This PR deletes the support for extracting millennium, century, decade, millisecond, microsecond, and epoch from datetime, since they are neither the ANSI standard nor common in other SQL platforms. It also updates the string values of field for dates and timestamps in the EXTRACT function:

  • Use DOW_ISO and DAYOFWEEK_ISO to replace ISODOW

This change is made on the unreleased features in Spark 3.0.

[API][3.0][SPARK-31528][SQL] Remove millennium, century, decade from trunc/date_trunc fucntions (+79, -101)>

Similar to SPARK-31507, this PR deletes these fmts support for trunc and date_trunc functions. This change is made on the unreleased features in Spark 3.0.

[2.4][SPARK-31519][SQL] Cast in having aggregate expressions returns the wrong result (+135, -80)>

Before the fix, the following query returns an empty result:

SELECT SUM(a) AS b, CAST('2020-01-01' AS DATE) AS fake FROM VALUES (1, 10), (2, 20) AS T(a, b) GROUP BY b HAVING b > 10

Before the fix, the SQL parser creates Filter(..., Aggregate(...)) when parsing the HAVING clause, and the analyzer rule ResolveAggregateFunctions resolves the aggregate functions and grouping columns in the Filter operator.

It works for simple cases in a very tricky way as it relies on the execution order of analyzer rules: Step 1. Rule ResolveReferences handles the unresolved Aggregate operator and resolves the attributes inside aggregate functions, but the function itself is still unresolved as it's an UnresolvedFunction. This stops resolving the Filter operator as the child Aggregate operator is still unresolved. Step 2. Rule ResolveFunctions resolves UnresolvedFunction. This makes the Aggregate operator resolved. Step 3. Rule ResolveAggregateFunctions resolves the Filter operator if its child is a resolved Aggregate. This rule can correctly resolve the grouping columns.

In the example query, the CAST operation, which needs to be resolved by rule ResolveTimeZone, runs after ResolveAggregateFunctions. This breaks Step 3 as the Aggregate operator is unresolved at that time. The analyzer starts the next round and the Filter operator is resolved by ResolveReferences, which wrongly resolves the grouping columns.

In this PR, we fix this bug by adding a new logical node AggregateWithHaving. The analyzer resolves it to Filter(..., Aggregate(...)).

Part of a data file:

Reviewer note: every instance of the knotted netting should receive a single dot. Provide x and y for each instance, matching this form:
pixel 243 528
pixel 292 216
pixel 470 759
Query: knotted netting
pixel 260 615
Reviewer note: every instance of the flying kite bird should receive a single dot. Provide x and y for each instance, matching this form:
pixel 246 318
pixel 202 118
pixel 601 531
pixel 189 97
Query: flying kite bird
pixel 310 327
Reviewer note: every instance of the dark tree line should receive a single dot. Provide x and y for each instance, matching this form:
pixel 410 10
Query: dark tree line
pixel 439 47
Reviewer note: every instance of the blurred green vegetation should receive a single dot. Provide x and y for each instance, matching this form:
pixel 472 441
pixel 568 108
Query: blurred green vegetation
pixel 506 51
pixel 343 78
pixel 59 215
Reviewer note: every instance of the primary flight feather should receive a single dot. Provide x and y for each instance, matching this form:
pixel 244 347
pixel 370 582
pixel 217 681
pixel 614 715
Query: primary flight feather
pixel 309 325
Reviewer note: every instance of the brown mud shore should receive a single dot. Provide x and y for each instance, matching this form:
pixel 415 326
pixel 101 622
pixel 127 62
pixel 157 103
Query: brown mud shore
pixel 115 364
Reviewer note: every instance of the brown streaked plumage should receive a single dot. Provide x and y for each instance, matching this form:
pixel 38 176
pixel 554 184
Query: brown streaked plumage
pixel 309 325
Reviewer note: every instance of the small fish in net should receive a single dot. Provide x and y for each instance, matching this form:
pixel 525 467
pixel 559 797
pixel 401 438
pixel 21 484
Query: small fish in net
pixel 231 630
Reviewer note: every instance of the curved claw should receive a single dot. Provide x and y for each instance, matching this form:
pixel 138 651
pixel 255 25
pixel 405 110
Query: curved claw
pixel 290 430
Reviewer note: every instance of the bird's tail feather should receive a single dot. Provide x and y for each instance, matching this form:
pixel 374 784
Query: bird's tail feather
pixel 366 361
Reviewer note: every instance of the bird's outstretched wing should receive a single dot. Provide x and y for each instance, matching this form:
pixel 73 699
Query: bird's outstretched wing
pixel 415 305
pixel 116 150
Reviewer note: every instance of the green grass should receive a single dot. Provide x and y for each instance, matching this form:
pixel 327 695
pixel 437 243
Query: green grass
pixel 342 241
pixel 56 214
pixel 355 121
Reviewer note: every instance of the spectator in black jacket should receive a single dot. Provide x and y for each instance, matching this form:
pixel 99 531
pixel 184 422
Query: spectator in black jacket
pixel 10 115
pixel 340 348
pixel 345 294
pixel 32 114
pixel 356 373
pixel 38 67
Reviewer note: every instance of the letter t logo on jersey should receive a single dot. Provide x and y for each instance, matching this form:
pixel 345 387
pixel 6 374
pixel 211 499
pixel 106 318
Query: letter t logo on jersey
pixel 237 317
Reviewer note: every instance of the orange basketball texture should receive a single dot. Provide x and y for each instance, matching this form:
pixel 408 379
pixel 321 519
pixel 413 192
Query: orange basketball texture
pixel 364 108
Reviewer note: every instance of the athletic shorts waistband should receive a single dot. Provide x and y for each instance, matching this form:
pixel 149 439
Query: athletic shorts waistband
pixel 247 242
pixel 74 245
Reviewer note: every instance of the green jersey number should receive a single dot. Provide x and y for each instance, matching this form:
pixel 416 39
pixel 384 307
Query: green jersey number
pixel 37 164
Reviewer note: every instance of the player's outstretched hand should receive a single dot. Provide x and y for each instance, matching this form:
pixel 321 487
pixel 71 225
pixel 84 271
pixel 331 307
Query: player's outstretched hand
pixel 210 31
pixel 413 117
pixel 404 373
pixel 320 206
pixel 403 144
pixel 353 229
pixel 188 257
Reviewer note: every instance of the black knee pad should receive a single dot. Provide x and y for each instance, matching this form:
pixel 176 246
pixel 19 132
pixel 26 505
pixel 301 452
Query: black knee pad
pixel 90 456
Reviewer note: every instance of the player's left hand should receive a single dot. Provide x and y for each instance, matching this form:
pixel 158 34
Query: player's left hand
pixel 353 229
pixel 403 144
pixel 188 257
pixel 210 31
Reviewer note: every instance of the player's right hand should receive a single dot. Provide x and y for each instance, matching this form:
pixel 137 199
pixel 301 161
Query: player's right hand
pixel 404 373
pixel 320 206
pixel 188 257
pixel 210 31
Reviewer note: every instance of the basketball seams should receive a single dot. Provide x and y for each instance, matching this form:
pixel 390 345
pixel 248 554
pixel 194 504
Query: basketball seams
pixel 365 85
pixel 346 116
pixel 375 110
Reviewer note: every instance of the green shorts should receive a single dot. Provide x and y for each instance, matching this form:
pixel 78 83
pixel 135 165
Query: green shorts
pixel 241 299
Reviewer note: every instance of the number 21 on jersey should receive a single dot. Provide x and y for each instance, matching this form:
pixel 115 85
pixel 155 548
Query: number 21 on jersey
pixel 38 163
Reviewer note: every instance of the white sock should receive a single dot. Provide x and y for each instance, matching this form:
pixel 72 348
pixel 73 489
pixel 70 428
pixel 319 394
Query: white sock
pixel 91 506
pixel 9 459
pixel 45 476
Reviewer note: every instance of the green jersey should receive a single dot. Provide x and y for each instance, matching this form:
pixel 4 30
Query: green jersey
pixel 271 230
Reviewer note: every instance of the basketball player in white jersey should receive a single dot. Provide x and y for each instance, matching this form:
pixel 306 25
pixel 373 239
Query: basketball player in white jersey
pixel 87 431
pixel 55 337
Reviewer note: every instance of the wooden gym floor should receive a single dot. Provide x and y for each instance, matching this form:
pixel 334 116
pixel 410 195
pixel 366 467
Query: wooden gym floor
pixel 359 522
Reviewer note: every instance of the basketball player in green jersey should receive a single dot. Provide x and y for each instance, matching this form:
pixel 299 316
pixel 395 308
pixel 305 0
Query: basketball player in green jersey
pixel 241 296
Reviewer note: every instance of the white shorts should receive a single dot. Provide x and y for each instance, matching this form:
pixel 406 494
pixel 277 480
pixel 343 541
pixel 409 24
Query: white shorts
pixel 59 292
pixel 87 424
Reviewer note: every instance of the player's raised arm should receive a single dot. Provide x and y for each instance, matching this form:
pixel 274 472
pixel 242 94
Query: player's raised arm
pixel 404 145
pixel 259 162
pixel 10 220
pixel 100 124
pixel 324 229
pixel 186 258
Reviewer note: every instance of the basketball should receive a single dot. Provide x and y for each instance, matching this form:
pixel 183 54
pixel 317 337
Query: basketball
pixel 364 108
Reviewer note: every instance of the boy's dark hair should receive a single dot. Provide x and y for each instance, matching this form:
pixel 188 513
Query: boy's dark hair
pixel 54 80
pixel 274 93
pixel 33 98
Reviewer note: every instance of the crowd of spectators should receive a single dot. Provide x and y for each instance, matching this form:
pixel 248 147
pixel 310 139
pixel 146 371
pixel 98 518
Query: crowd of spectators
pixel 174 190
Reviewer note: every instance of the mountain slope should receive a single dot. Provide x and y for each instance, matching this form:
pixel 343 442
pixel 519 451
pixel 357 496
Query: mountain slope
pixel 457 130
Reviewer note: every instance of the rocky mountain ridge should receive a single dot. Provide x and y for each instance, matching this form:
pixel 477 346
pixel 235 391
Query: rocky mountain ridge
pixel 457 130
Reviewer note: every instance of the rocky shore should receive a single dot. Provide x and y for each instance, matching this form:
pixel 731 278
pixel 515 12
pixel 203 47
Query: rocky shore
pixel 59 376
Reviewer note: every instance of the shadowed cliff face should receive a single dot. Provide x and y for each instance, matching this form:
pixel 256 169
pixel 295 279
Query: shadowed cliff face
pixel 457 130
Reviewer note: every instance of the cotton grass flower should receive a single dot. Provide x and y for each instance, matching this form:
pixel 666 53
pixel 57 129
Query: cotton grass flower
...
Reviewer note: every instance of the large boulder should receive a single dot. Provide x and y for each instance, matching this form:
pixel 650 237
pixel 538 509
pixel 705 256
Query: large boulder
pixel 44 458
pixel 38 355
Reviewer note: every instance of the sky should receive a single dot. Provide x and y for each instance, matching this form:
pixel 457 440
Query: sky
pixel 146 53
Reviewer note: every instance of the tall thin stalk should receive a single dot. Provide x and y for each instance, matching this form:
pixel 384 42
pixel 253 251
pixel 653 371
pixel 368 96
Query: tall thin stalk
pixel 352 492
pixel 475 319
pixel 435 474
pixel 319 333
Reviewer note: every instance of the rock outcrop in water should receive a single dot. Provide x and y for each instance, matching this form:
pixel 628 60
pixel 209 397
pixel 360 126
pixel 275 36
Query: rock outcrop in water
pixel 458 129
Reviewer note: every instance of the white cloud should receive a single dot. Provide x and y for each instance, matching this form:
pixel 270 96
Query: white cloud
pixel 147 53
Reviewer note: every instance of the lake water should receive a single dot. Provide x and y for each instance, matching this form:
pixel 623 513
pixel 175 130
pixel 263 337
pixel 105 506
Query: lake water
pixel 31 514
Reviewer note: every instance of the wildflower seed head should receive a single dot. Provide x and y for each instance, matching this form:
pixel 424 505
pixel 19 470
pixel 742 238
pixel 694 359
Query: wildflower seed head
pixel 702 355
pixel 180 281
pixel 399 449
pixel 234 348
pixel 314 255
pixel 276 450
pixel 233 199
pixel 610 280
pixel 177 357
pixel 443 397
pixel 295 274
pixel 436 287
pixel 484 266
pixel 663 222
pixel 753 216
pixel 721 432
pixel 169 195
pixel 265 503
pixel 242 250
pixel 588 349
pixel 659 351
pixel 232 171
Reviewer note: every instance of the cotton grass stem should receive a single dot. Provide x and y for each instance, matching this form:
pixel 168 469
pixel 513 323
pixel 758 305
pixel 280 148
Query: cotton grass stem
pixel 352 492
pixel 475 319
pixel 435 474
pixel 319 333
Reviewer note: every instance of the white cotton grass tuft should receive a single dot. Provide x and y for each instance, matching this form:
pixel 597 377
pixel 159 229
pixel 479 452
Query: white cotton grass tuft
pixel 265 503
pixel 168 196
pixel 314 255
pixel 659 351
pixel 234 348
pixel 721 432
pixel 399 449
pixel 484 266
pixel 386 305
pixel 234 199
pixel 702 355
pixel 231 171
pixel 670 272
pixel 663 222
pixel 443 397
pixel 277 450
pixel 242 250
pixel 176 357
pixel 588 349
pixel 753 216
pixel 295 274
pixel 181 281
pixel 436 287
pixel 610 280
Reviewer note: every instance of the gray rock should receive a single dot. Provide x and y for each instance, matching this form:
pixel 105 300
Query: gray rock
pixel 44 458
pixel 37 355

Required task:
Write what comes next in the Spark SQL change notes, starting after the sentence saying the analyzer resolves AggregateWithHaving to Filter(..., Aggregate(...)).

Exercise output:
[API][3.0][SPARK-31522][SQL] Hive metastore client initialization related configurations should be static (+15, -6)>

This PR changes the following SQL Configs to be the static:

  1. spark.sql.hive.metastore.version - used to determine the Hive version in Spark
  2. spark.sql.hive.metastore.jars - The location of Hive metastore related jars which are used by Spark to create the hive client
  3. spark.sql.hive.metastore.sharedPrefixes and spark.sql.hive.metastore.barrierPrefixes - the package names of classes that are shared or separated between SparkContextLoader and Hive client class loader

[API][3.0][SPARK-31527][SQL] date add/subtract interval only allow those day precision in ansi mode (+888, -21)>

To follow the ANSI standard,this PR makes the expressions of date + intervalinterval + date and date - interval only accept intervals in which the microseconds part is 0, under the ANSI mode.

[API][3.1][SPARK-30724][SQL] Support 'LIKE ANY' and 'LIKE ALL' operators (+405, -10)>

This PR adds the support for LIKE ANY/SOME and LIKE ALL operators, which are mostly used when we are matching a text field with one or multiple patterns.

[3.1][SPARK-31272][SQL] Support DB2 Kerberos login in JDBC connector (+281, -33)>

When loading DataFrames from JDBC datasource with Kerberos authentication, remote executors (yarn-client/cluster etc. modes) fail to establish a connection due to lack of Kerberos ticket or ability to generate it.

This PR adds the DB2 support.

[3.1][SPARK-31524][SQL] Add metric to the split task number for skew optimization (+20, -7)>

This PR adds the metric info of the split task number for the skewed optimization. With this PR, we can see the number of splits for the skewed partitions as follows:


[3.1][SPARK-31586][SQL] Replace expression TimeSub(l, r) with TimeAdd(l -r) (+45, -91)>

The implementation of TimeSub for the operation of timestamp subtracting interval is almost repetitive with TimeAdd. In this PR, we replace it with TimeAdd(l, -r) since they are equivalent.

[2.4][SPARK-31500][SQL] collect_set() of BinaryType returns duplicate elements (+55, -6)>

Fix a bug that collect_set() of BinaryType could return duplicated elements previously.

[API][3.0][SPARK-30282][SQL][FOLLOWUP] SHOW TBLPROPERTIES should support views (+162, -29)>

Fix a Spark 3.0 regression that SHOW TBLPROPERTIES does not work well for views. This PR adds back the view support for SHOW TBLPROPERTIES.


scala> sql("CREATE VIEW view TBLPROPERTIES('p1'='v1', 'p2'='v2') AS SELECT 1 AS c1")
scala> sql("SHOW TBLPROPERTIES view").show(truncate=false)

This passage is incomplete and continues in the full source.